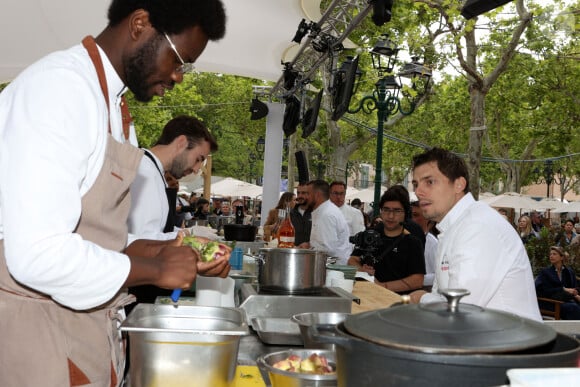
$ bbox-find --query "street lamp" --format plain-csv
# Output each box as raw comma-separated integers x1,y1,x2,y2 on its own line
348,34,432,216
248,152,257,184
255,137,266,185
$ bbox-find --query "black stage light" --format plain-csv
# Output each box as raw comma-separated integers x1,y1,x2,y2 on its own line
283,63,299,90
331,56,360,121
282,96,301,137
292,18,310,43
461,0,513,19
372,0,394,26
301,89,323,139
249,98,269,120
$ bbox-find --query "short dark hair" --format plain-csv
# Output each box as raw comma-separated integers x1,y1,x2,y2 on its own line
309,179,330,200
411,147,470,194
329,181,346,191
380,185,410,216
155,115,218,152
107,0,226,40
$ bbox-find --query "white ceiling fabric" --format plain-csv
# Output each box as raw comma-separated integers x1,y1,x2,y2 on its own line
0,0,314,83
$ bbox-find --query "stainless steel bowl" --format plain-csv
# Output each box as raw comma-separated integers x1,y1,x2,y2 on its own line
291,312,350,350
257,349,337,387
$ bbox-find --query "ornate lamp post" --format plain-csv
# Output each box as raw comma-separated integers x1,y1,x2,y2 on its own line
255,137,265,185
347,35,432,216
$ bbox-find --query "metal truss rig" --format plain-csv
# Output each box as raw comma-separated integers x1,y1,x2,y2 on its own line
269,0,373,99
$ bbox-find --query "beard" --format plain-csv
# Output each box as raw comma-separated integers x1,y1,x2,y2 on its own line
125,35,165,102
168,152,191,180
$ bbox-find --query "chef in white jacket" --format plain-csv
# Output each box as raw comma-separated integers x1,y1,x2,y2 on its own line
409,147,541,322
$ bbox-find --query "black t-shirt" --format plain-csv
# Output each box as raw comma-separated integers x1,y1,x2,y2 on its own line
353,224,425,283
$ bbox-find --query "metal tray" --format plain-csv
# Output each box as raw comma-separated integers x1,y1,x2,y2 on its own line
251,317,303,346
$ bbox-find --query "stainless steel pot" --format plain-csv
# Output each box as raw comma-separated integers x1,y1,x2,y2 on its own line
310,289,580,387
257,248,327,294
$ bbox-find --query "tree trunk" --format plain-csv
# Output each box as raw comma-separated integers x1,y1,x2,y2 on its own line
467,86,486,200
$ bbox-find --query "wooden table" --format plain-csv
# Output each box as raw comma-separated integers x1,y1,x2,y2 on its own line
351,280,402,314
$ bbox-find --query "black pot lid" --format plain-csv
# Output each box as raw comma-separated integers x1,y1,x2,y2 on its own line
343,289,556,354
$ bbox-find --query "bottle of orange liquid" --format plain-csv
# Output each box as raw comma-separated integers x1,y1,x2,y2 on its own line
277,207,295,248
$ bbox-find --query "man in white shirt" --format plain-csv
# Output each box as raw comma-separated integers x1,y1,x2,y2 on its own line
329,181,366,236
409,148,542,322
128,115,217,241
0,1,229,384
127,115,220,305
301,180,352,265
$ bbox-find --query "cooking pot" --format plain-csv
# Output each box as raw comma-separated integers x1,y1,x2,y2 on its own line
257,248,327,294
310,289,580,387
223,224,257,241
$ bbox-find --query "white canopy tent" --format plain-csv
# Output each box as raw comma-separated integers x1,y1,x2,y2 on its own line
0,0,318,83
193,177,263,198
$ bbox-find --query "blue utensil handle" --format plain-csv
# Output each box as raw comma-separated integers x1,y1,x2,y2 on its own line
170,289,182,303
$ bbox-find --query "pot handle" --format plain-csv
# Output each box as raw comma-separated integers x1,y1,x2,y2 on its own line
307,324,355,350
439,288,471,313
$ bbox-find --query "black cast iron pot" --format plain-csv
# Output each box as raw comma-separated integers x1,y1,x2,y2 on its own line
310,289,580,387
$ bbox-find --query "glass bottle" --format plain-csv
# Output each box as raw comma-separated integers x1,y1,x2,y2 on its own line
277,207,295,248
270,209,286,243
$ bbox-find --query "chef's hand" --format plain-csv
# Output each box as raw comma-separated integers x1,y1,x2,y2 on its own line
409,290,426,304
124,243,199,290
361,264,375,275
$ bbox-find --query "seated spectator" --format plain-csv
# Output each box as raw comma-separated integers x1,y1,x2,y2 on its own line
555,219,577,247
194,198,210,220
220,201,232,217
517,215,537,244
535,246,580,320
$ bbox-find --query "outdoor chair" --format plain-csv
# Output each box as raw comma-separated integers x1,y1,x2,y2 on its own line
537,297,564,320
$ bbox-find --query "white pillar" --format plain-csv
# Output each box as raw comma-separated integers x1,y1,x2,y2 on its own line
260,102,284,225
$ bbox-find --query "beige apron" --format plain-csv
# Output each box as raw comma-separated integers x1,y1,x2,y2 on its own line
0,36,142,386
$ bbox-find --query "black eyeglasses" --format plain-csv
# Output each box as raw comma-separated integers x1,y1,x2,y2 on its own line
330,191,346,196
380,207,405,215
163,33,196,74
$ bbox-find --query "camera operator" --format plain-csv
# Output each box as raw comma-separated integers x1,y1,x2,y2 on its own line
348,186,425,293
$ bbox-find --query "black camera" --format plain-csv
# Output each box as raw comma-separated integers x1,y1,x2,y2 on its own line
349,230,381,266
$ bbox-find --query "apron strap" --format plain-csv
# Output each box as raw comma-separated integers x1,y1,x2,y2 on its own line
81,35,131,140
143,150,176,232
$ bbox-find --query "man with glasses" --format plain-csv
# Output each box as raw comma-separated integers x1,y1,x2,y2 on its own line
348,186,425,293
408,148,541,321
0,1,228,385
329,181,365,237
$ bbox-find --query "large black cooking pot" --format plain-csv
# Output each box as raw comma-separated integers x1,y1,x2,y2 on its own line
310,289,580,387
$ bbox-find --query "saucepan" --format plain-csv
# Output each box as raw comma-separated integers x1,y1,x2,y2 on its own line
256,248,328,294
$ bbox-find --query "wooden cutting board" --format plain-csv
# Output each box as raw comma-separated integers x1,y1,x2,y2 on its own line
351,280,402,314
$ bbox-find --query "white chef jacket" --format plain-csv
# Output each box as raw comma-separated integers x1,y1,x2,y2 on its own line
420,193,542,322
310,200,352,264
127,151,177,243
0,43,136,310
423,232,438,286
338,204,366,236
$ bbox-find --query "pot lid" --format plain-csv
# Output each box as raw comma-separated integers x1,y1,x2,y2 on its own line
343,289,556,354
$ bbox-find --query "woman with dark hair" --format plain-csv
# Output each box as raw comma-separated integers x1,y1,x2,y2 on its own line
535,246,580,320
194,198,210,220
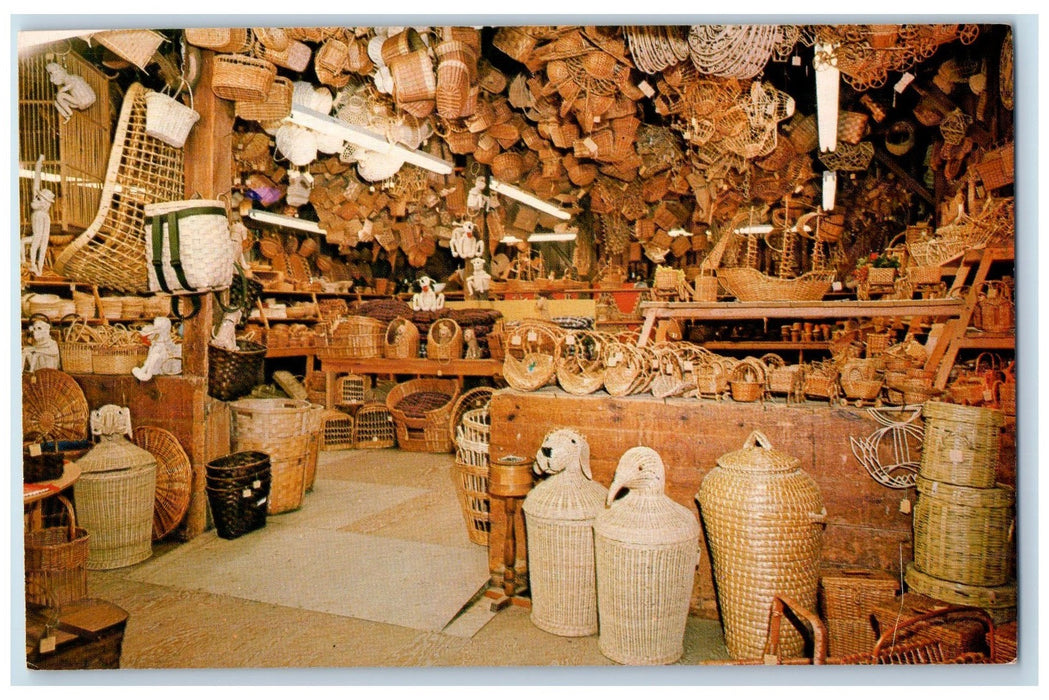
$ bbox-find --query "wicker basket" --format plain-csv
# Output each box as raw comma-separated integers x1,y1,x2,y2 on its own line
229,399,313,514
502,321,562,392
205,452,271,540
718,267,834,302
91,29,165,70
762,353,803,400
803,362,840,403
902,564,1016,626
319,408,354,451
819,567,900,658
383,317,420,359
352,402,396,449
386,378,460,453
595,447,699,665
841,365,884,402
57,316,95,374
697,432,826,660
211,53,277,103
208,340,266,401
235,76,293,122
453,407,492,546
729,356,766,403
144,88,200,148
920,401,1003,488
319,316,386,360
554,330,605,396
24,495,90,607
426,318,463,361
75,431,157,570
601,342,649,397
184,28,251,53
336,373,371,406
914,476,1014,587
523,429,608,637
694,356,732,400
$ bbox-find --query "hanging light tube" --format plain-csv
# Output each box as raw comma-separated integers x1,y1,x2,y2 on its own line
247,208,326,235
527,231,577,243
488,178,572,221
287,105,454,175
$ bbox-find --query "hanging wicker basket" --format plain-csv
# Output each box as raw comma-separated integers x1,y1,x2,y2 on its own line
211,54,277,103
144,86,200,148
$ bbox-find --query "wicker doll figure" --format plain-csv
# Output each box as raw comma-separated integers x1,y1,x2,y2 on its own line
450,221,484,259
133,317,183,381
22,318,60,372
24,155,55,277
46,62,96,121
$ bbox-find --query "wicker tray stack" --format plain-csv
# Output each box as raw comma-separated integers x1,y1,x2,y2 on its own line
909,401,1015,624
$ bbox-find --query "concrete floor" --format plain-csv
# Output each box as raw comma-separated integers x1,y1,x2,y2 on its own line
81,448,731,674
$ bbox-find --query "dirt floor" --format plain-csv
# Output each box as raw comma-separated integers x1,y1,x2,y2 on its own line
57,449,732,674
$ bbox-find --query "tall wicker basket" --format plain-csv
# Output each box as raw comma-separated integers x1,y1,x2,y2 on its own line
920,401,1004,488
594,447,699,664
523,429,608,637
454,407,492,546
229,398,314,514
697,431,826,660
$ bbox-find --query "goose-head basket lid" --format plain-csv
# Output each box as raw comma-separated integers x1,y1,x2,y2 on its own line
77,405,158,474
716,431,800,474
........
• _Exercise aim_: Copy out each line of the records that holds the string "bottle".

• _Result_:
$ bbox-find --query "bottle of orange liquid" --format plain-csv
$ bbox-find --query "glass bottle" --format plain-csv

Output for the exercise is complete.